Source text:
—————

Antonio Gramsci 1891-1937

Gramsci's intervention at the Como conference


Lo Stato Operaio, 29 May 1924; L'Unità, 5 June 1924.

Text from Antonio Gramsci 'Selections from political writings (1921-1926)', translated and edited by Quintin Hoare (Lawrence and Wishart, London 1978), transcribed to the www with the kind permission of Quintin Hoare.


I have observed that the mood of comrades has above all been expressed against the so-called "Centre" of the party, and find it strange that a question of nomenclature should have such importance within the Communist Party. It is necessary to study the problems from a more serious and more concrete point of view.

Comrade Bordiga states that he has not even tried to constitute a real faction inside the party. But it is undeniable that when a comrade with a personality like that of Bordiga stands apart, and no longer takes any active part in the work of the party, this fact alone is enough to create a factional mentality among the comrades. It is necessary to take account of this fact in judging our attitude in the present debate. Moreover, we do not have to make any very great efforts to find what our origins were.

In 1919-20, there were three tendencies which later united to form the Communist Party: that represented by L'Ordine Nuovo of Turin, the abstentionists, and finally a third, which is only now tending to clarify its positions, and which included all those comrades who entered the party at the time of the Livorno split without having belonged to either of the two tendencies I have already mentioned. We of the Ordine Nuovo tendency have always believed it necessary - even before the party was established - to ally ourselves with the left rather than with the right. Any other course, in our view, would have led to promoting tendencies from which we feel very distant.

In this connection, I recall that in Turin, immediately before and after the general strike of April 1920, we were led to break with the group headed by comrade Tasca. 146 Seeing the opportunist danger of the Right, we preferred to ally ourselves with the abstentionists and, at a certain moment, even leave the whole leadership of the section in their hands.

According to many comrades, the occupation of the factories represented the highest point in the revolutionary development of the Italian proletariat. For us, that event initiated the period of decline of the working-class movement. Well, making an estimate at that time of which forces in the socialist movement were most capable of limiting the defeat, we were once again with the Left. And we thought that without the abstentionists, the Communist Party could not be established.

—————

Entries shown:
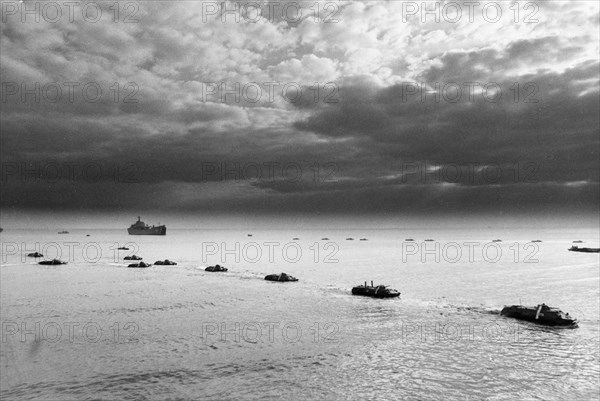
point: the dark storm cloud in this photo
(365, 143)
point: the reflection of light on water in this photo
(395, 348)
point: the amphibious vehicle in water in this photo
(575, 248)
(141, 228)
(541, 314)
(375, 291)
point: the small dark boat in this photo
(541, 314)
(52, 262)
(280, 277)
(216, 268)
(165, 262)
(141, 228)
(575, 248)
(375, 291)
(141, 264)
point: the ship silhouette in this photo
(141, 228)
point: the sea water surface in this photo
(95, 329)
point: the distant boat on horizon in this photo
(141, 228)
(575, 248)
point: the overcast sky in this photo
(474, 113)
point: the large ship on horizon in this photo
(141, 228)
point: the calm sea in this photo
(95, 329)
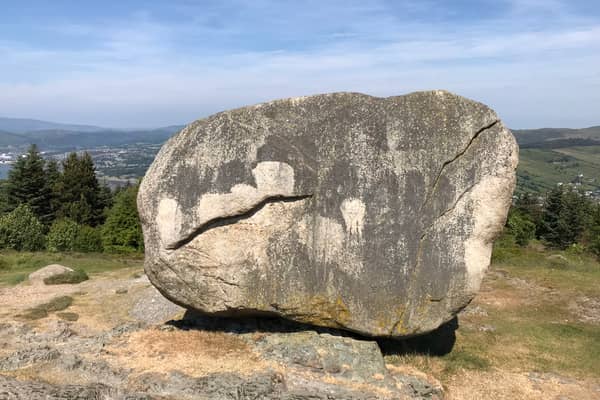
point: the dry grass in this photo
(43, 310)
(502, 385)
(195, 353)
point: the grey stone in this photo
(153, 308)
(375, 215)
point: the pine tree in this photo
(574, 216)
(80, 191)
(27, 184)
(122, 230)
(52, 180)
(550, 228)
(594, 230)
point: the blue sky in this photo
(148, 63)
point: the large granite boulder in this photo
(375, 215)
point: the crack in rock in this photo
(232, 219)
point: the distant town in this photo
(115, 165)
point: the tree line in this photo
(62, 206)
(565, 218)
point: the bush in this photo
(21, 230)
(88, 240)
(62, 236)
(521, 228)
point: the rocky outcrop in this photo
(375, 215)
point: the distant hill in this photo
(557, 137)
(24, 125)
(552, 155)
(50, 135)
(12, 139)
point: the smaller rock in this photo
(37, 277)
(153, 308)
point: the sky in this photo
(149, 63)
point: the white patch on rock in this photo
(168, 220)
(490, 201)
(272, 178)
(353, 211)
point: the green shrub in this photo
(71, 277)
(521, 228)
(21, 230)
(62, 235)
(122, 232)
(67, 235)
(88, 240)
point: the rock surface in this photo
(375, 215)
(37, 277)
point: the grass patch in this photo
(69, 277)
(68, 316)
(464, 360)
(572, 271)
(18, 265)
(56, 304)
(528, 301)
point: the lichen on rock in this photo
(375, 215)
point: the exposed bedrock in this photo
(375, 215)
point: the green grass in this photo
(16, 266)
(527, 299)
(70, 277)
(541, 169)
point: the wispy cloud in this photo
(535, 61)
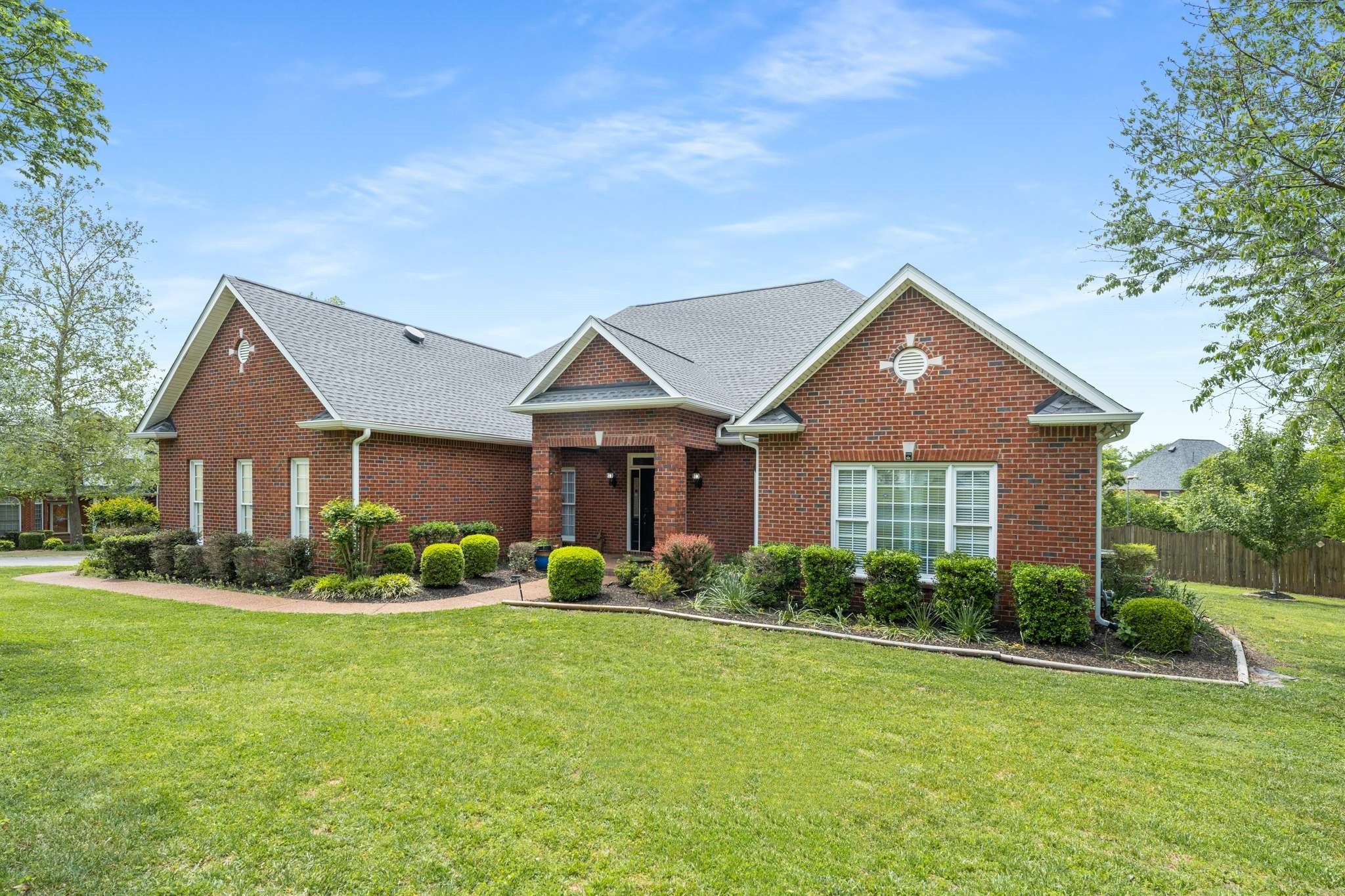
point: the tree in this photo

—————

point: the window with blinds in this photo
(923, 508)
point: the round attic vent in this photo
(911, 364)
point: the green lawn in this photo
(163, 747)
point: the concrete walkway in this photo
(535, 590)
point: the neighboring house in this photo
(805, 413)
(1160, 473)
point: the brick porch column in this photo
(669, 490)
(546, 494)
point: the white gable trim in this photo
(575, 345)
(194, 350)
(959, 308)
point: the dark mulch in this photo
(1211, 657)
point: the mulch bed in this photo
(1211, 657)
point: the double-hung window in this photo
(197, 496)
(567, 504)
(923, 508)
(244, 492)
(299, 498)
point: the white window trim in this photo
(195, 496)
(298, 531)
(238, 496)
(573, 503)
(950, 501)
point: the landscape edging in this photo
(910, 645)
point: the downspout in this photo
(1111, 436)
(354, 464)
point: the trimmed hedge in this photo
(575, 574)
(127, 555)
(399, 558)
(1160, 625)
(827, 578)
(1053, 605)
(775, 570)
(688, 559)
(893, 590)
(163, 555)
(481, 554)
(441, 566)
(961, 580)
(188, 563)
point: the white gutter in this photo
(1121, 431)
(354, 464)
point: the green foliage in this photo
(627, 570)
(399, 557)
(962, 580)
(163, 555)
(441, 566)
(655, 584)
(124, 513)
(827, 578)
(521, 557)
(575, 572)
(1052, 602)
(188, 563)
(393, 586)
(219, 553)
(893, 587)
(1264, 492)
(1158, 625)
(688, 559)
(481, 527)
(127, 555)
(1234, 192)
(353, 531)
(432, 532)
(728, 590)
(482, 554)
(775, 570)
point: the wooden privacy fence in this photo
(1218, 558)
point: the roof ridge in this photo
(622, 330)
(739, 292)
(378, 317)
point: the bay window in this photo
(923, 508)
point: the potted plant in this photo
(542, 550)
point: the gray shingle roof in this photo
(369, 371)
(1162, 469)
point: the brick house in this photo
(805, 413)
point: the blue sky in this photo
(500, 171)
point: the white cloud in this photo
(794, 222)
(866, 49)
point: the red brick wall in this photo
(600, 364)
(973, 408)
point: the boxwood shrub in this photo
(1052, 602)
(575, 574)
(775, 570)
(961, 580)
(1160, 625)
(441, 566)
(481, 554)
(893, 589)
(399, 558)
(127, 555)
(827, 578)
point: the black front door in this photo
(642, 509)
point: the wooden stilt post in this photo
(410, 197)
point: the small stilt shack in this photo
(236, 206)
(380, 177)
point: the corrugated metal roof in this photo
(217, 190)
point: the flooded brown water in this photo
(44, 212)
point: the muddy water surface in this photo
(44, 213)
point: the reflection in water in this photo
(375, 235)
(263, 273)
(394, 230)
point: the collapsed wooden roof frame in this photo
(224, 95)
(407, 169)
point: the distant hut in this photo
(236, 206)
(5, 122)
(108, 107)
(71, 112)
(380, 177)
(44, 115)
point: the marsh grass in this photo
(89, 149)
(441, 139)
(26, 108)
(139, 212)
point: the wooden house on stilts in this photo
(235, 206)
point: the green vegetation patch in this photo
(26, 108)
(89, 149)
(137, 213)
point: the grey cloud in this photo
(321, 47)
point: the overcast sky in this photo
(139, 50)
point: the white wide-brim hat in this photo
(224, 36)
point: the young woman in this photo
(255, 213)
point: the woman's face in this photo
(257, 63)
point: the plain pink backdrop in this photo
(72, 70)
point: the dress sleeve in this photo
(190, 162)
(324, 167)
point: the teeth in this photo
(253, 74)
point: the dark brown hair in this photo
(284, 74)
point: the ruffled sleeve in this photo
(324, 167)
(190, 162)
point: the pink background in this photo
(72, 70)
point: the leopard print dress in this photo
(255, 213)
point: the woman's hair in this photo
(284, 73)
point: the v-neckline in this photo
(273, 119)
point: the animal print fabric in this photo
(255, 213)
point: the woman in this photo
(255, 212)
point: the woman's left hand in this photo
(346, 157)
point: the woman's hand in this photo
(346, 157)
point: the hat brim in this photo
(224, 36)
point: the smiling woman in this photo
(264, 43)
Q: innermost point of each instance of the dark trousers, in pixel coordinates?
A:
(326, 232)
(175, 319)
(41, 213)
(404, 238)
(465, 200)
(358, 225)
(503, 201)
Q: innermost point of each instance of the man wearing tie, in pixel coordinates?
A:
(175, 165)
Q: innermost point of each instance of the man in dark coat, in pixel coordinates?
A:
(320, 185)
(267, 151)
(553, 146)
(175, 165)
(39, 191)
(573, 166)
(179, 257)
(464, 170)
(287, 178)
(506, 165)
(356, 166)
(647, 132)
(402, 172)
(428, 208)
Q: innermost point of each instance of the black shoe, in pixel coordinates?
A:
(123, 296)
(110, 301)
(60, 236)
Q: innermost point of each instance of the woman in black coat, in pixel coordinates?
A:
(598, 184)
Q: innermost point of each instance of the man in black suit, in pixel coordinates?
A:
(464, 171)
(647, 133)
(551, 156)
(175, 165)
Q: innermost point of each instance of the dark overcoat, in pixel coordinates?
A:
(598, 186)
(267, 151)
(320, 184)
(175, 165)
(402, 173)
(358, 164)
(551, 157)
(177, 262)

—————

Work to do:
• A. In the records, substitute "turf" for "grass" in the lines between the one holding "point: the crack in rock in this photo" and the one holding "point: the tree in this photo", inclusive. Return only those lines with nothing else changed, and leave the pictures out.
• B. Continue the text of Gramsci's speech at the Como conference from where it stops.

Answers provided:
• A.
point: the crack in rock in this photo
(232, 219)
point: the distant town in this photo
(115, 165)
point: the tree line in this photo
(62, 206)
(565, 218)
point: the bush in this photo
(21, 230)
(88, 240)
(62, 236)
(521, 228)
point: the rocky outcrop in this photo
(375, 215)
point: the distant hill in this photo
(557, 137)
(24, 125)
(552, 155)
(50, 135)
(12, 139)
point: the smaller rock in this photo
(37, 277)
(153, 308)
point: the sky in this photo
(149, 63)
point: the white patch on rock in this photo
(168, 220)
(490, 201)
(272, 178)
(353, 211)
point: the green shrub in this photo
(71, 277)
(521, 228)
(21, 230)
(62, 235)
(122, 232)
(67, 235)
(88, 240)
point: the rock surface in this photo
(375, 215)
(37, 277)
point: the turf patch in this photo
(69, 277)
(68, 316)
(464, 360)
(572, 271)
(18, 265)
(56, 304)
(528, 301)
point: the lichen on rock in this photo
(375, 215)
point: the exposed bedrock in this photo
(375, 215)
point: the green turf in this photo
(16, 266)
(527, 299)
(70, 277)
(541, 169)
point: the wispy cloud in this photo
(535, 61)
point: the tree in this photo

• B.
We still maintain that point of view today. But on the other hand, we cannot ignore the errors which the Left has made. In this respect, it is as well to remember that the vote on the Rome Theses had a purely generic and consultative character, and that those Theses should have been represented to the party - with certain modifications, perhaps - after the Fourth Congress of the Third International. Unfortunately, this could not be done because of the deterioration of the overall situation. But today the situation is no longer the same as that which existed in 1921 and 1922. There are the first signs of a recovery of the workers' movement. How will this develop? It is certain that it cannot fail to undergo the influence of the experience which all classes and political parties have acquired in the last few years. This experience has given every group its own physiognomy.

In 1919 and 1920, the whole working population - from the whitecollar workers of the North and the capital to the peasants of the South - was following, albeit unconsciously, the general movement of the industrial proletariat. Today the situation has changed, and only through a long, slow process of political reorganization will the proletariat be able to return to being the dominant factor in the situation. We consider that this work cannot be carried out, if we continue to follow the orientation which- comrade Bordiga would like the party to continue to follow. The recent electoral performance of our party certainly has great significance, but it is undeniable that our movement lacks the support of the majority of the proletariat.

Bordiga. We would have it, if we had not changed our tactics towards the Socialist Party! In any case, we are in no hurry.

Gramsci. Well. we are in a hurry! There are situations in which "not being in a hurry" leads to defeat. In 1920, for instance, it was necessary to be in a hurry. I recall that in July of that year, I attended the Abstentionist conference in Florence to propose the creation and establishment of a national communist faction. 141 Comrade Bordiga then too "was in no hurry" and rejected our proposal, so that the occupation of the factories took place without there existing an organized communist faction in Italy, capable of giving the masses who followed the Socialist Party a national slogan. The 'time" factor is also important. Sometimes it is of capital importance.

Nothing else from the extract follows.